I'd like the entries reproduced exactly, with all pictures omitted.

# Given information
· · · ·
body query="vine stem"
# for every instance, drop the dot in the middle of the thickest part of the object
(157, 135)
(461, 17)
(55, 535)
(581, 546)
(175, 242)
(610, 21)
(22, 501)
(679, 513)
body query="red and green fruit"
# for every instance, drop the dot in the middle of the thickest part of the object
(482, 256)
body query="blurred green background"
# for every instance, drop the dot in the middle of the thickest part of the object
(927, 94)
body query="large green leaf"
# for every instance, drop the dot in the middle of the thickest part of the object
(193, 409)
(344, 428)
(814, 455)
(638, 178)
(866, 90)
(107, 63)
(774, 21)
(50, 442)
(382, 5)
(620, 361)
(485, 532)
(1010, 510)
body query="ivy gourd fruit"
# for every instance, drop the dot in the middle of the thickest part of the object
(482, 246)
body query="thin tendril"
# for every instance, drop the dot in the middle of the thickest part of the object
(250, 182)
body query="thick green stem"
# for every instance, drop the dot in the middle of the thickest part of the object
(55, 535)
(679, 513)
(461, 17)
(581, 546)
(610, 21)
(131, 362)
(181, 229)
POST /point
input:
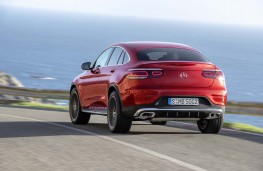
· · · ·
# Result for this task
body query="vine stem"
# for every instance, drop the dot in the middle of the thickest part of the object
(157, 135)
(461, 17)
(55, 535)
(581, 546)
(175, 242)
(610, 21)
(22, 501)
(679, 513)
body query="red and green fruit"
# for every instance, drop the dot in the middle of the thickest part of the object
(482, 256)
body query="blurred green background"
# for every instance, drop the dot in the middle of the thickest part of the object
(927, 94)
body query="large green leaf"
# for every instance, drop the dot in the middle of the thickest part of the object
(193, 409)
(344, 428)
(814, 455)
(638, 178)
(866, 90)
(107, 63)
(774, 21)
(50, 442)
(382, 5)
(620, 361)
(485, 532)
(1010, 510)
body query="ivy gourd fruit"
# for every instance, drop the dot in the middle of the thickest part of the object
(482, 246)
body query="thin tendril"
# for every instance, drop the dot in the middle of the thickest part of the object
(250, 182)
body query="thick green stem"
# for every instance, drop the dot in the middle of the thickest part of the object
(55, 535)
(679, 513)
(461, 17)
(581, 546)
(610, 21)
(131, 362)
(181, 229)
POST /point
input:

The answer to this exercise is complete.